------ INPUT RECORDS
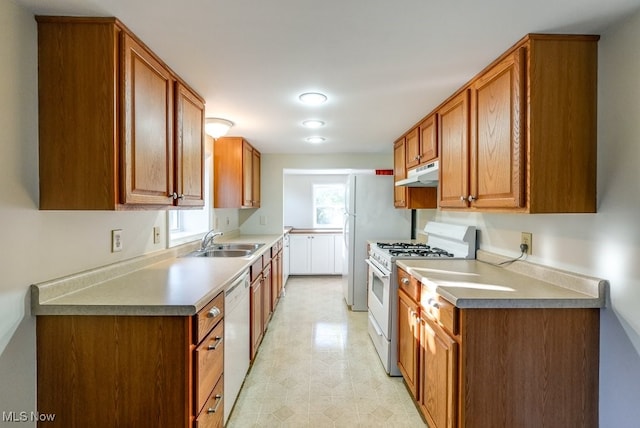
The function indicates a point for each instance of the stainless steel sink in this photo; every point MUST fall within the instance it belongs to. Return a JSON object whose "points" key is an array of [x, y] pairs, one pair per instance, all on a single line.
{"points": [[230, 249], [235, 246]]}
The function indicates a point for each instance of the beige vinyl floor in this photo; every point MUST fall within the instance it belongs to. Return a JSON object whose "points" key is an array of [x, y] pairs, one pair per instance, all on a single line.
{"points": [[317, 367]]}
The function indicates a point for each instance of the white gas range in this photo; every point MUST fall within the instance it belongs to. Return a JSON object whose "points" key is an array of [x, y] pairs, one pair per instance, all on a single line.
{"points": [[444, 241]]}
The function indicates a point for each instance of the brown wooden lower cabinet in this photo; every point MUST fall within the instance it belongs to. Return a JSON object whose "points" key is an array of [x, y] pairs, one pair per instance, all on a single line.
{"points": [[500, 367], [266, 285], [129, 371]]}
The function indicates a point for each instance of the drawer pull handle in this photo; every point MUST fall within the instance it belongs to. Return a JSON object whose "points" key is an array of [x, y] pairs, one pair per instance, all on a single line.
{"points": [[215, 345], [214, 312], [215, 409]]}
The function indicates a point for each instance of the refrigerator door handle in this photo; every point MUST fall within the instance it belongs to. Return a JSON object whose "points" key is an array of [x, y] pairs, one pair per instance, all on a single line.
{"points": [[377, 271]]}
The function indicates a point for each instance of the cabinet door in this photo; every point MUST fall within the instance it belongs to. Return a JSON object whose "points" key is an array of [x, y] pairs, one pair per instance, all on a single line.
{"points": [[412, 148], [266, 295], [399, 173], [428, 139], [189, 148], [255, 178], [438, 375], [497, 127], [322, 254], [299, 254], [247, 174], [147, 143], [453, 127], [408, 341], [276, 279]]}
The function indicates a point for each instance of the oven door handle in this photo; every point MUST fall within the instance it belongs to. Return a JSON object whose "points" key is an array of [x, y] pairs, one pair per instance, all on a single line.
{"points": [[376, 269]]}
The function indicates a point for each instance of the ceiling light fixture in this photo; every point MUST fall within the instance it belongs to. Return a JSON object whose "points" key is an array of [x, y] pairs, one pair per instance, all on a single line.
{"points": [[216, 127], [313, 98], [313, 123], [315, 140]]}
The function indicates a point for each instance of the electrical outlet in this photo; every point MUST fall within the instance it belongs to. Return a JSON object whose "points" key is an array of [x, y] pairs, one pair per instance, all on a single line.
{"points": [[116, 240], [527, 239]]}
------------
| WHAT TO DO |
Extract the entries in full, exactly as they are, minus the pictures.

| RESULT BELOW |
The function indicates a point for each instance of the stainless steel sink in this photo; every point MUST fall within the instance it belongs to. Return a JSON object whose "points" key is an array of [x, y] pairs, one pair per instance, all on a single line.
{"points": [[230, 249], [235, 246]]}
The function indicates a point for each instance of the beige vinyl floor in this photo; every point MUST fall within the instance it belongs to. Return a JSON object whose "points" key is an array of [x, y] pairs, one pair per instance, all on a single line.
{"points": [[317, 367]]}
The function indicates a point for each instance of the white gas range in this photo; every point MUST fall within the instance it belongs to. Return a JSON object whose "points" key is an array of [x, y] pairs, one pair per instance, all on a single line.
{"points": [[444, 241]]}
The function indicates a point for each instance of the brown wooden lower cabinet in this photo; every point MUST fall within the instance it belongs to. Return a JSON object whose "points" key is an array of [x, y] pairs, one pair per instance, all on a single line.
{"points": [[500, 367], [266, 285], [129, 371]]}
The function indicates a point for each instance of the drawer pull handle in this photo; every point MUST fall within the instance it belongs to. Return a JSON object whose "points" key is an array of [x, y] pairs, one pair per instance, all on a single line.
{"points": [[215, 345], [214, 312], [215, 409]]}
The function indicates a point for each instance of the refrigerator door handle in this photo; every point MUST fall within the instance it belongs to. Return a JSON object whose "points" key is an array of [x, y] pairs, one pair per instance, all on a single line.
{"points": [[377, 271]]}
The function indicates a point for each instance of the cabinet door in this photo; every point MUST fall within the instance it belongs to. Return a JSON object whose "points" key is an array of [x, y] pairs, one pair per instance, all on a single line.
{"points": [[412, 148], [266, 295], [399, 173], [428, 139], [189, 148], [255, 178], [438, 375], [497, 127], [322, 254], [299, 254], [247, 174], [147, 143], [453, 127], [408, 341], [276, 279]]}
The function indicates a point for each instance of the oven door handle in this photo; every point MUST fall within the instance it belongs to. Return a JSON object whose "points" key is an array of [x, y] pairs, one pair per instance, all on a single line.
{"points": [[376, 269]]}
The function indicates a point for each instance of the ceiling light fixture in this photo; every point MUST fall within the instance it belongs to. Return a JSON object whose "points" key is an array of [x, y] pairs, one pair per instance, all on a single line.
{"points": [[216, 127], [313, 98], [313, 123], [315, 140]]}
The function indicates a point for each instance of the electrical outlet in this photo; every point MUST fall within the instance it belongs to. Return a JSON object whose "points" key is an array of [x, y] pairs, one pair per instance, all on a single line.
{"points": [[116, 240], [527, 239]]}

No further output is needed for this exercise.